WORK ORDER: Look through the data that follows and work out how many lines contain the string "instance". Nothing but that number should be given.

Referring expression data
--

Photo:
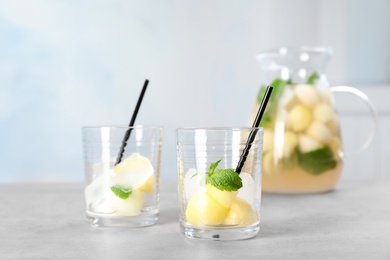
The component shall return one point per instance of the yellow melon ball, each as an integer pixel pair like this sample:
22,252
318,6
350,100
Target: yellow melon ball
299,118
307,94
202,209
225,198
323,112
307,144
148,185
319,132
240,213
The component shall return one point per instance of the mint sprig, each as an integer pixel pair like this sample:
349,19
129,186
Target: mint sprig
121,192
223,179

--

RESPONSE AREA: 2